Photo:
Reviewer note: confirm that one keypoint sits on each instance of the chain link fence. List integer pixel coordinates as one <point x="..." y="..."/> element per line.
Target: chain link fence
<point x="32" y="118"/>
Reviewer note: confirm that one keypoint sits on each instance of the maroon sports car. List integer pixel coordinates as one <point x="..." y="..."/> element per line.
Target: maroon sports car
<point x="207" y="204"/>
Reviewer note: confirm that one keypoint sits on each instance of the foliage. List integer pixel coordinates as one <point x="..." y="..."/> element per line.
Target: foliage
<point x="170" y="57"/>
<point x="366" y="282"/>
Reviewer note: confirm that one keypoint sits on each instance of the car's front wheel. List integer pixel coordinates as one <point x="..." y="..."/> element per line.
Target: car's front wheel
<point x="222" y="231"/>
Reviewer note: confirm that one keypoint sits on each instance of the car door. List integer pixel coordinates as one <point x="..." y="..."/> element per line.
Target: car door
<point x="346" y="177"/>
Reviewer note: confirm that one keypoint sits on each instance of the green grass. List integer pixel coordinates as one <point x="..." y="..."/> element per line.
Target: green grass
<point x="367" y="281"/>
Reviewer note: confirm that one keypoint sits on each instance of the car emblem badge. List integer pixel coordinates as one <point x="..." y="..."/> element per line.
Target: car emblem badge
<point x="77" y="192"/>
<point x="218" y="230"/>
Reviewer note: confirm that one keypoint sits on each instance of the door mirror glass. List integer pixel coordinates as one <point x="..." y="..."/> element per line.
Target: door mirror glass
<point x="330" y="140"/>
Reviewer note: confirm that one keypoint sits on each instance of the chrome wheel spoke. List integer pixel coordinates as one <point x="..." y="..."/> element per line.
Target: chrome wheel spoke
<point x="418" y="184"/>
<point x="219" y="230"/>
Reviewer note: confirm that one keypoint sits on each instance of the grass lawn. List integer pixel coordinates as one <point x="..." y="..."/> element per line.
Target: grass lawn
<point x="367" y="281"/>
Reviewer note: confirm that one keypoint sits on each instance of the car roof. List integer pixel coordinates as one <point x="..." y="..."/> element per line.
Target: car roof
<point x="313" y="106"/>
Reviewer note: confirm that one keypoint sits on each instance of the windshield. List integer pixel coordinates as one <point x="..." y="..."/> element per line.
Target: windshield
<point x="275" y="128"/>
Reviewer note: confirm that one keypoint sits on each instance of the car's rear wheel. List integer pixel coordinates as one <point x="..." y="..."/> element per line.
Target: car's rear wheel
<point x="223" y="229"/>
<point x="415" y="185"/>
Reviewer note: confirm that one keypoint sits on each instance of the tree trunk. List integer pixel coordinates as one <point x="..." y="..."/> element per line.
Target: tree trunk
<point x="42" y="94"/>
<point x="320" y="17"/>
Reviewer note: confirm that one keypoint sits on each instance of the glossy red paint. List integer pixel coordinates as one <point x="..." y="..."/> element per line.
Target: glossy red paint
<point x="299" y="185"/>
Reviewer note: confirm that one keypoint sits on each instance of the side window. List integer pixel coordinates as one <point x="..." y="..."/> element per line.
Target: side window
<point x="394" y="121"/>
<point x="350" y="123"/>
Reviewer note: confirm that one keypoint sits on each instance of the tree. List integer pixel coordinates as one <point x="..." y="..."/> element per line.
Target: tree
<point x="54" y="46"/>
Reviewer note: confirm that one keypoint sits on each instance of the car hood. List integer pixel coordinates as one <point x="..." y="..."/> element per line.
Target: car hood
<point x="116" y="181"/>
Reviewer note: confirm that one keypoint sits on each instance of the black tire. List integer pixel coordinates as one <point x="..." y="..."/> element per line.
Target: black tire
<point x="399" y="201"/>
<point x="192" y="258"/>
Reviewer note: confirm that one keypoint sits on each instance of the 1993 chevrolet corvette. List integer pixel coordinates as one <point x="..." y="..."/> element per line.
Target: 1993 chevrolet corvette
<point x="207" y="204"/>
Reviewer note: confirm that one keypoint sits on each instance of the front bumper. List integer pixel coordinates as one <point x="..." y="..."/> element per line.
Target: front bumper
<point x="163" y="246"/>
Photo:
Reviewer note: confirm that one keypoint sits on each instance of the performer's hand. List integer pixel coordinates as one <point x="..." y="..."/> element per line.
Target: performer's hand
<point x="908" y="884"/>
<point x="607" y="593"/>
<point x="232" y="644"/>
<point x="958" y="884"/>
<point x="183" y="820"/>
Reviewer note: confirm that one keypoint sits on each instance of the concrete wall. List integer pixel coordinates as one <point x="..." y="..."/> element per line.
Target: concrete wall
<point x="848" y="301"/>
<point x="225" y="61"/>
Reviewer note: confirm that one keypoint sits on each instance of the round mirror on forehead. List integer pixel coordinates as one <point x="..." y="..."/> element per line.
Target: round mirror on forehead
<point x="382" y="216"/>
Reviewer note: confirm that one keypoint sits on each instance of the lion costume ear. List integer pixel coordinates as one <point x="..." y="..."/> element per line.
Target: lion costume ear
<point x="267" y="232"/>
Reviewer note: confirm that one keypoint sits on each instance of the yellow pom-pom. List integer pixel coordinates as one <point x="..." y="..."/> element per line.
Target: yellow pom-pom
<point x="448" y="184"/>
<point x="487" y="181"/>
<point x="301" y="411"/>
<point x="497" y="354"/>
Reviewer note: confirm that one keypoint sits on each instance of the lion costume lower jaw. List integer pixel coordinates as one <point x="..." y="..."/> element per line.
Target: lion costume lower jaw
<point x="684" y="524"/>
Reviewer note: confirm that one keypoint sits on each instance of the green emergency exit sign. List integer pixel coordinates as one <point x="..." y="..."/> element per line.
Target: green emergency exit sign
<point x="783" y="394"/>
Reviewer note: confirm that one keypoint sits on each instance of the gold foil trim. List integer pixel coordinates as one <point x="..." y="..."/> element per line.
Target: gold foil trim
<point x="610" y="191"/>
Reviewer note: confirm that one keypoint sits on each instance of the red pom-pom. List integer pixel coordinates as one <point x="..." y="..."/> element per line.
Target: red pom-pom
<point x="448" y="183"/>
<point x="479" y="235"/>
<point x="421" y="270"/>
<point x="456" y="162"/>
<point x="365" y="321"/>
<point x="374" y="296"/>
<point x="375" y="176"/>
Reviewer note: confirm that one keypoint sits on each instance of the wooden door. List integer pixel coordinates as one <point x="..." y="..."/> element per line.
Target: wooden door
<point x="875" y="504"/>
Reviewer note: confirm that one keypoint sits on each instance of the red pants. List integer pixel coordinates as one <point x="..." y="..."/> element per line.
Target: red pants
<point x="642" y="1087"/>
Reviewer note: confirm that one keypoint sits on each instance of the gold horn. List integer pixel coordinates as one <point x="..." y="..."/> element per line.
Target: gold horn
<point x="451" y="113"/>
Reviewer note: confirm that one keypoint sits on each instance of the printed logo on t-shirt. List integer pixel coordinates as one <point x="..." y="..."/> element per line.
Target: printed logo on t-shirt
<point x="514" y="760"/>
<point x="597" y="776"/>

- - -

• What is required: Using the listing above, please repeat every entry exactly.

• Exercise response:
Photo:
Reviewer note: confirm that one keypoint sits on each instance of the chain link fence. List integer pixel coordinates as one <point x="..." y="..."/> element per line.
Target: chain link fence
<point x="32" y="118"/>
Reviewer note: confirm that one keypoint sits on each instance of the maroon sports car. List integer pixel coordinates as one <point x="..." y="..."/> element per line.
Target: maroon sports car
<point x="207" y="204"/>
Reviewer note: confirm that one keypoint sits on each instance of the foliage. List integer pixel coordinates as one <point x="..." y="..."/> element per line.
Target: foliage
<point x="170" y="57"/>
<point x="366" y="282"/>
Reviewer note: confirm that one keypoint sits on each instance of the car's front wheel. List integer pixel coordinates as one <point x="..." y="..."/> element per line.
Target: car's front wheel
<point x="222" y="231"/>
Reviewer note: confirm that one keypoint sits on each instance of the car door. List integer pixel coordinates as one <point x="..." y="..."/> element per line.
Target: car door
<point x="346" y="177"/>
Reviewer note: confirm that one keypoint sits on each instance of the green grass. List integer pixel coordinates as one <point x="..." y="..."/> element per line.
Target: green grass
<point x="367" y="281"/>
Reviewer note: confirm that one keypoint sits on each instance of the car emblem badge. List integer pixel coordinates as one <point x="..." y="..."/> element per line.
Target: car emblem badge
<point x="77" y="192"/>
<point x="218" y="230"/>
Reviewer note: confirm that one keypoint sits on each instance of the door mirror glass. List integer pixel coordinates as one <point x="..." y="..."/> element per line.
Target: door mirror glass
<point x="330" y="140"/>
Reviewer note: confirm that one keypoint sits on each instance of the chrome wheel spoke. List integer pixel coordinates as one <point x="..." y="..."/> element per line.
Target: chrome wheel spoke
<point x="418" y="184"/>
<point x="219" y="230"/>
Reviewer note: confirm that one keypoint sits on each instance of the grass lawn. List integer pixel coordinates as one <point x="..." y="..."/> element per line.
Target: grass lawn
<point x="367" y="281"/>
Reviewer note: confirm that one keypoint sits on each instance of the car roof. List integer pixel coordinates as one <point x="..." y="..."/> element per line.
Target: car roof
<point x="313" y="106"/>
Reviewer note: confirm that one keypoint sits on each instance of the windshield. List integer pixel coordinates as one <point x="..." y="..."/> element per line.
Target: windshield
<point x="275" y="128"/>
Reviewer note: confirm that one keypoint sits on each instance of the car's rear wheel. List integer pixel coordinates as one <point x="..." y="..."/> element per line.
Target: car's rear wheel
<point x="223" y="229"/>
<point x="415" y="185"/>
Reviewer note: confirm that one keypoint sits on each instance of the tree trunk. List integer pixel coordinates as one <point x="..." y="..."/> element per line.
Target: tree trunk
<point x="42" y="94"/>
<point x="320" y="17"/>
Reviewer note: confirm that one keypoint sits on each instance of the glossy red paint. List integer pixel coordinates as one <point x="..." y="..."/> element per line.
Target: glossy red paint
<point x="299" y="185"/>
Reviewer note: confirm that one keypoint sits on each instance of the side window. List integer pixel coordinates as one <point x="..." y="..."/> element per line.
Target: side window
<point x="394" y="121"/>
<point x="350" y="123"/>
Reviewer note: confirm that one keypoint sits on each instance of the tree. List integer pixel coordinates as one <point x="..." y="..."/> element per line.
Target: tree
<point x="54" y="46"/>
Reviewer note: confirm that one keypoint sits on each instance of the car hood. List integer pixel coordinates as one <point x="..." y="..."/> element per line.
Target: car hood
<point x="116" y="181"/>
Reviewer note: confirm that one keypoint sits on each instance of the black tire. List integer pixel coordinates as one <point x="..." y="..."/> element per line.
Target: black tire
<point x="399" y="201"/>
<point x="192" y="258"/>
Reviewer note: confirm that one keypoint sits on each instance of the 1993 chevrolet corvette. List integer pixel coordinates as one <point x="..." y="..."/> element per line.
Target: 1993 chevrolet corvette
<point x="207" y="204"/>
Reviewer note: confirm that one keypoint sits on each instance of the front bumper. List integer pixel coordinates as one <point x="..." y="..."/> element per line.
Target: front bumper
<point x="163" y="246"/>
Photo:
Reviewer note: confirm that one keypoint sits on each instance of the performer's hand. List integer pixel coordinates as one <point x="..." y="..."/> element per line.
Target: performer's hand
<point x="908" y="884"/>
<point x="607" y="593"/>
<point x="232" y="644"/>
<point x="958" y="884"/>
<point x="183" y="820"/>
Reviewer note: confirm that one keypoint sits on each instance of the concrete wall. List integer pixel coordinates as one <point x="..." y="..."/> element per line.
Target: concrete wall
<point x="848" y="301"/>
<point x="225" y="61"/>
Reviewer note: confirm that one keypoint sits on each instance of the round mirror on forehead. List integer pixel coordinates as one <point x="..." y="..."/> element per line.
Target: round mirror on forehead
<point x="382" y="216"/>
Reviewer note: confirm that one keypoint sits on each instance of the lion costume ear. List integer pixel coordinates as one <point x="..." y="..."/> element per line.
Target: lion costume ear
<point x="267" y="232"/>
Reviewer note: confirm that one keypoint sits on each instance of the yellow pom-pom. List integer pixel coordinates as one <point x="..." y="..."/> element per line.
Target: yellow pom-pom
<point x="448" y="184"/>
<point x="487" y="181"/>
<point x="301" y="411"/>
<point x="497" y="354"/>
Reviewer note: confirm that one keypoint sits on each instance of the lion costume lower jaw. List integer pixel coordinates as one <point x="..." y="..."/> element per line.
Target: lion costume lower jaw
<point x="684" y="524"/>
Reviewer note: confirm that one keypoint sits on each instance of the green emergency exit sign. List integer pixel coordinates as one <point x="..." y="..."/> element per line.
Target: green emergency exit sign
<point x="783" y="394"/>
Reviewer note: confirm that one keypoint sits on each instance of the gold foil trim. List integer pixel coordinates as one <point x="..." y="..."/> element per line.
Target: gold foil trim
<point x="610" y="191"/>
Reviewer note: confirm that one keypoint sits on each instance of the red pom-pom. List integer pixel coordinates as one <point x="..." y="..."/> element per line.
Target: red pom-pom
<point x="448" y="183"/>
<point x="479" y="235"/>
<point x="421" y="270"/>
<point x="456" y="162"/>
<point x="365" y="321"/>
<point x="374" y="296"/>
<point x="375" y="176"/>
Reviewer note: confirm that one keypoint sits on each instance of the wooden door. List integer pixel coordinates as one <point x="..." y="..."/> element per line.
Target: wooden door
<point x="875" y="504"/>
Reviewer note: confirm that one keypoint sits on each instance of the red pants. List integer pixel coordinates as one <point x="..." y="..."/> element per line.
Target: red pants
<point x="642" y="1087"/>
Reviewer note: confirm that one keypoint sits on each instance of the gold horn. List integer pixel coordinates as one <point x="..." y="..."/> element per line.
Target: gold horn
<point x="451" y="113"/>
Reviewer note: confirm that one keypoint sits on each instance of the printed logo on t-shirt. List integer pixel coordinates as one <point x="..." y="..."/> element per line.
Target: printed logo on t-shirt
<point x="514" y="760"/>
<point x="597" y="776"/>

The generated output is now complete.